#### [CONSIGNE 1]
Reproduisez à l'identique le passage de l'entretien sur La chambre bleue en commençant par « Très vite, je » et en terminant par « lâcher-prise, le mouvement. ».
#### [CONSIGNE 2]
Répondez brièvement à ces points d'après l'entretien sur La chambre bleue :
(a) Qui la personne interrogée a-t-elle croisé dans la rue pendant le tournage de La vénus à la fourrure ?
(b) En combien de semaines se dit-elle très vite capable de faire La chambre bleue ?
(c) Avec quel réalisateur Catherine Deneuve devait-elle porter le roman à l'écran ?
#### [CONSIGNE 3]
Traduisez en anglais la phrase suivante, tirée de l'entretien sur La chambre bleue : « Il se trouvait que les droits du roman étaient libres, ce qui m’a beaucoup surpris. »

──────── TEXTE FOURNI ────────

Est-ce la lourdeur, ou la lenteur inhérente à votre projet d’adaptation du Rouge et le noir de Stendhal qui a précipité la mise en chantier de La chambre bleue ?
Non, c’est de croiser Paulo Branco dans la rue pendant le tournage du film de La vénus à la fourrure en janvier 2013. Paulo c’est un devin, il sent bien que Stendhal j’en ai pour des siècles. C’est toujours bouleversant quelqu’un qui vous dit « Fais quelque chose, tourne ! Tu ne veux pas faire quelque chose en trois semaines ? » À la maison, je cherche, et puis voilà, on a tous un Simenon qu’on a trouvé et lu un jour dans la maison de campagne d’on ne sait plus qui. Je ne sais même pas d’où il vient ce bouquin, à qui je l’ai volé. C’est un livre qui était déjà là pour Tournée. Dans le scénario, la scène de la fin, on l’avait surnommé « La chambre bleue », et il y avait ça : un homme et une femme dans une chambre d’hôtel, après l’amour. Qu’est-ce qui reste dans la vie finalement, à part deux corps qui s’attirent ?
Très vite, je me suis dit : en quatre semaines, ça, La chambre bleue, je peux le faire. Il se trouvait que les droits du roman étaient libres, ce qui m’a beaucoup surpris. Il y a tellement de gens qui ont désiré le porter à l’écran : Maurice Pialat a été très loin dans l’adaptation, avec Jean-André Fieschi, Catherine Deneuve devait le faire avec André Téchiné. Depardieu avait demandé à Chabrol d’y réfléchir. Paraît même que les Dardenne…
C’est surprenant que La chambre bleue s’inscrive comme prolongement de Tournée. On aurait pu imaginer que ce nouveau film était aussi une façon de tourner le dos à Tournée, de prendre le contrepied d’un film quasi dionysiaque, qui prônait le lâcher-prise, le mouvement.

──────── DONNÉES ────────

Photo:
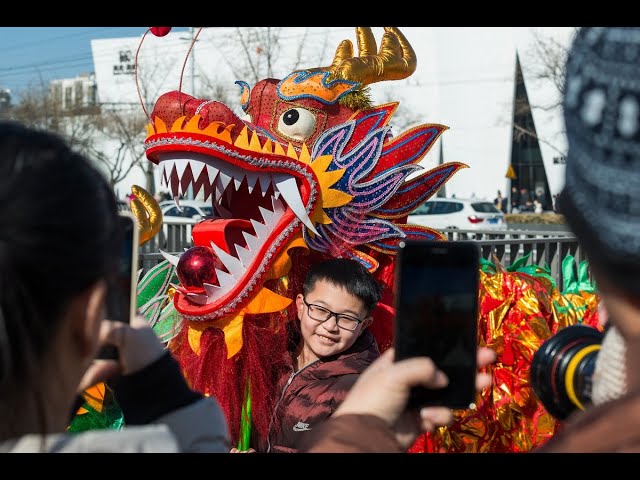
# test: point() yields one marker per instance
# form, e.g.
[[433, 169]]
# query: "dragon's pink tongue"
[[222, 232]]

────────
──────── DONNÉES ────────

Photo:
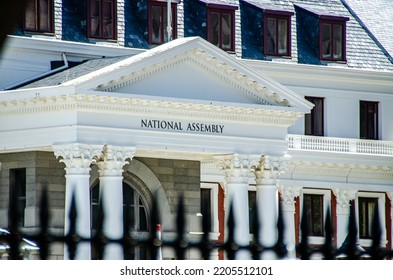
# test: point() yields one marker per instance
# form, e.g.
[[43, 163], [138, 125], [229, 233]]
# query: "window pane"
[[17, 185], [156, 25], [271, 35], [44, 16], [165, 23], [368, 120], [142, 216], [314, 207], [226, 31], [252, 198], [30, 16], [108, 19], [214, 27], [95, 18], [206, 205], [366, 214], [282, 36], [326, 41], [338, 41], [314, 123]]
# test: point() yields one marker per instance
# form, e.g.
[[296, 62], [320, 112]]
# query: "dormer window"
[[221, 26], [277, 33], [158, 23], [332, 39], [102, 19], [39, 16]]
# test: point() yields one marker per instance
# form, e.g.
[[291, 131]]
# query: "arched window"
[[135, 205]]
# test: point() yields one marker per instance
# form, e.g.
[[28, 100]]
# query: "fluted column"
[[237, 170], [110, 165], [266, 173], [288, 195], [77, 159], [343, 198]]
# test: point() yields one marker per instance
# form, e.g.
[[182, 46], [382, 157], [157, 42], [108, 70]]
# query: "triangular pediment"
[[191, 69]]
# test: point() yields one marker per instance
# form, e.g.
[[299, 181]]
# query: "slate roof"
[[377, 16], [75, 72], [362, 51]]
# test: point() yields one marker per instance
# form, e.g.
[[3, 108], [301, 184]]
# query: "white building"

────────

#### [SOLUTION 1]
Très vite, je me suis dit : en quatre semaines, ça, La chambre bleue, je peux le faire. Il se trouvait que les droits du roman étaient libres, ce qui m’a beaucoup surpris. Il y a tellement de gens qui ont désiré le porter à l’écran : Maurice Pialat a été très loin dans l’adaptation, avec Jean-André Fieschi, Catherine Deneuve devait le faire avec André Téchiné. Depardieu avait demandé à Chabrol d’y réfléchir. Paraît même que les Dardenne…
C’est surprenant que La chambre bleue s’inscrive comme prolongement de Tournée. On aurait pu imaginer que ce nouveau film était aussi une façon de tourner le dos à Tournée, de prendre le contrepied d’un film quasi dionysiaque, qui prônait le lâcher-prise, le mouvement.

#### [SOLUTION 2]
(a) Paulo Branco.
(b) En quatre semaines.
(c) Avec André Téchiné.

#### [SOLUTION 3]
As it happened, the rights to the novel were available, which surprised me a great deal.